## SUPPLIED DATA
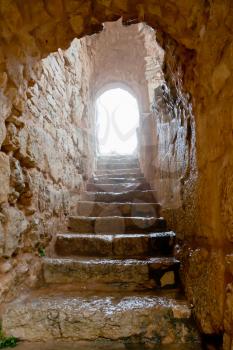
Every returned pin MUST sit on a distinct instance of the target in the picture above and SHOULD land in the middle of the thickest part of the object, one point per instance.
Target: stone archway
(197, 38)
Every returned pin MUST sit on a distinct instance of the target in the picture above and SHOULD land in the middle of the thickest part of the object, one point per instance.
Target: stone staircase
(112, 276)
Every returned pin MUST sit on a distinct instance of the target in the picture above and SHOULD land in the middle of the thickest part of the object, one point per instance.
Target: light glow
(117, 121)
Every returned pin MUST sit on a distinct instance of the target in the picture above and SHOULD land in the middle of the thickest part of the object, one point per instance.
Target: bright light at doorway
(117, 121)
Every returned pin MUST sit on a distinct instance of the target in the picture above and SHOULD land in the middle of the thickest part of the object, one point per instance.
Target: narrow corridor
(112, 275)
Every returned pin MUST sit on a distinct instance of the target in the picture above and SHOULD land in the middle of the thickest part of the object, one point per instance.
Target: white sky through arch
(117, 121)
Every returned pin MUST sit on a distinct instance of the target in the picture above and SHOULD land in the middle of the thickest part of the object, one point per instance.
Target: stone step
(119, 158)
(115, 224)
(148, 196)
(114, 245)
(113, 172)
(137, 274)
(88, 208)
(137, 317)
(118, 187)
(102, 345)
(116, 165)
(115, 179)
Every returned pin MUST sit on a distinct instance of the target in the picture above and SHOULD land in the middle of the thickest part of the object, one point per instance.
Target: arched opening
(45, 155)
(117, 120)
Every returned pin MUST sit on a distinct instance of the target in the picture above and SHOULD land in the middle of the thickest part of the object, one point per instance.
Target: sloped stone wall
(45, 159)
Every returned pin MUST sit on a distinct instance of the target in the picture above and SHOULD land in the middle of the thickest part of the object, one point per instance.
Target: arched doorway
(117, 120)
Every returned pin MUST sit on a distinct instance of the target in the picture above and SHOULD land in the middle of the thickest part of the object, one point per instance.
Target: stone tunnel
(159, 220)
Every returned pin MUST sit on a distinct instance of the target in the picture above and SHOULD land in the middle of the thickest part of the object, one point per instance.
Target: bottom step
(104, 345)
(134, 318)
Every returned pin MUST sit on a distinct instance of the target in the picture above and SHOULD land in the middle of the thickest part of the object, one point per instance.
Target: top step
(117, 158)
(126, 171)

## TASK
Since the pictures don't belong in the copy, copy only the rest of the entries above exactly.

## ANSWER TO THE EXERCISE
Every returned pin MUST sit on a distinct instance of the target in the picture above and SHOULD land in the middle of the thickest part of the object, one point per instance.
Target: stone archway
(197, 38)
Every returned pin MUST sit on a distinct instance of the target in the picture above and SHOULD land in the middle of the thickest part of the object, one point per instance.
Target: stone staircase
(112, 276)
Every returned pin MUST sit on a distinct instance of the target in the picture above and SHOULD land in the middle of the thickest part of the object, one point per instance.
Target: light glow
(117, 121)
Every returned pin MUST sit on a distinct instance of the target in the picture above and SHOULD land in the middle of the thickest part of the object, one point per instance.
Target: bright light at doorway
(117, 121)
Every returned pin MUST sit on a distinct instance of the target in the picture above and SHOULD land in the middle of the thickest part of the object, one point per instance.
Target: narrow corridor
(112, 275)
Every returned pin MUST sit on a distinct instance of the target in the picture above and SHOULD land in the middle of the thickest part of the object, one point per instance.
Target: white sky through arch
(117, 121)
Every returned pin MUST sit on a distinct instance of the target in the picture above and SHOULD land in the middle of the thickest part of the object, one point per instance.
Target: stone step
(119, 158)
(115, 224)
(148, 196)
(114, 245)
(113, 172)
(137, 274)
(88, 208)
(137, 317)
(118, 187)
(102, 345)
(116, 165)
(115, 179)
Every returned pin MUST sit on a distinct instance of the target in the picture above and SHOULD land in the middle of the thickest part of the object, one point per instance.
Target: arched opening
(45, 155)
(117, 120)
Every returned pin MUST sit on a distinct instance of the target in the picture above and SHOULD land in the middle of the thickest part of the object, one point per instance.
Target: sloped stone wall
(45, 159)
Every returned pin MUST sit on a distinct instance of the target in the picture above and SHOULD land in the middle of the thickest part of the object, one point per instance.
Target: arched doorway
(117, 120)
Every returned pin MUST sit on a distinct instance of the target in the picture above and SHOULD land in the middle of the thickest part of the object, one point per instance.
Target: stone tunnel
(159, 220)
Every returned pin MUST sit on a distinct instance of the target in the picture above and SHOULD land in the middle of the thickest part of the object, one point per instance.
Target: bottom step
(104, 345)
(134, 318)
Every returned pin MUST sit on a distinct instance of the target in the picture above and SHOULD land in the middle of the thickest part of the object, one point per instance.
Target: top step
(117, 158)
(126, 171)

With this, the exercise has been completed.